Referring expression pointing data
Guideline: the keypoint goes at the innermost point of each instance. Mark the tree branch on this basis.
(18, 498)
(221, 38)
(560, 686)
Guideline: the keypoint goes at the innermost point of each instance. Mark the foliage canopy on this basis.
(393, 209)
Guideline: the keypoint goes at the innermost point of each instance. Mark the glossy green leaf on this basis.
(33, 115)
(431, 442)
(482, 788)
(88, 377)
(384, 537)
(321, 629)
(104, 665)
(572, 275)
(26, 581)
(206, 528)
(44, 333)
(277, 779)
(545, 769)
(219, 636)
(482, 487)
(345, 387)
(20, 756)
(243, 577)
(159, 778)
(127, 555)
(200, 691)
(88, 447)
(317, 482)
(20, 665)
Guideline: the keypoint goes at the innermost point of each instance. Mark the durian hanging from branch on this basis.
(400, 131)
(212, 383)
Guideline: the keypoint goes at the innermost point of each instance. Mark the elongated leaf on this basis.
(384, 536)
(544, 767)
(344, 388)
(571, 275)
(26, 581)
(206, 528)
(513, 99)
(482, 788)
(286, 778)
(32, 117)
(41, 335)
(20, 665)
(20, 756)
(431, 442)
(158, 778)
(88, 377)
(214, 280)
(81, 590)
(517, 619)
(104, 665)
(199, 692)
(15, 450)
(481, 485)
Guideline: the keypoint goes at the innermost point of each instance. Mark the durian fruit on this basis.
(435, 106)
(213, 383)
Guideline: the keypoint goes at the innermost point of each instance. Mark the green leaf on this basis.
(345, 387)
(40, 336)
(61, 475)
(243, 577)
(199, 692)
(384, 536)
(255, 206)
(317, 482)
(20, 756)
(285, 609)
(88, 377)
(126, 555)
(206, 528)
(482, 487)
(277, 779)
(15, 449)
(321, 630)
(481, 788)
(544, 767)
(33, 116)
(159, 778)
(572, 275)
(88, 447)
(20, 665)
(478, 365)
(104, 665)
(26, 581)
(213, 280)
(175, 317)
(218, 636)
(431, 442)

ASSIGNMENT — Whatever the entries say, repeat all of them exactly.

RESULT OF THE EXERCISE —
Guideline: the keypoint goes at the innermost point of each instance. Mark the tree branch on this basis.
(18, 498)
(221, 38)
(560, 686)
Guideline: the keypoint goes at the innermost point of each instance. Mark the foliage canopy on this basis.
(393, 209)
Guideline: the keypoint goes at the innermost point of each instance. Mark the glossy green leaf on this basis.
(33, 115)
(431, 442)
(482, 788)
(88, 377)
(384, 537)
(321, 629)
(104, 665)
(572, 275)
(26, 581)
(206, 528)
(44, 333)
(277, 779)
(545, 769)
(219, 636)
(482, 487)
(345, 387)
(20, 756)
(243, 577)
(159, 778)
(127, 555)
(200, 691)
(88, 447)
(317, 482)
(20, 665)
Guideline: the keypoint goes at the innermost point of each instance. Mark the durian hanging from branch on this basis.
(400, 131)
(212, 383)
Guideline: the keypoint goes at the innermost point of each instance. Mark the elongated leaf on this basis.
(384, 536)
(544, 767)
(344, 388)
(571, 275)
(26, 581)
(206, 528)
(513, 99)
(482, 788)
(286, 778)
(32, 117)
(41, 335)
(20, 665)
(20, 756)
(431, 442)
(158, 778)
(88, 377)
(214, 280)
(81, 590)
(517, 619)
(104, 665)
(199, 692)
(15, 450)
(481, 485)
Guideline: the keypoint goes at the innermost point of each instance. Mark the durian fruit on this basis.
(435, 106)
(213, 383)
Guideline: the keypoint goes at the innermost point of each instance. Mark the green leaf on this basis.
(345, 387)
(40, 336)
(61, 475)
(243, 577)
(199, 692)
(384, 536)
(255, 206)
(317, 482)
(20, 756)
(285, 609)
(88, 377)
(126, 555)
(206, 528)
(482, 487)
(277, 779)
(15, 449)
(321, 630)
(481, 788)
(544, 767)
(33, 116)
(159, 778)
(572, 275)
(88, 447)
(20, 665)
(478, 365)
(104, 665)
(26, 581)
(213, 280)
(175, 317)
(218, 636)
(431, 442)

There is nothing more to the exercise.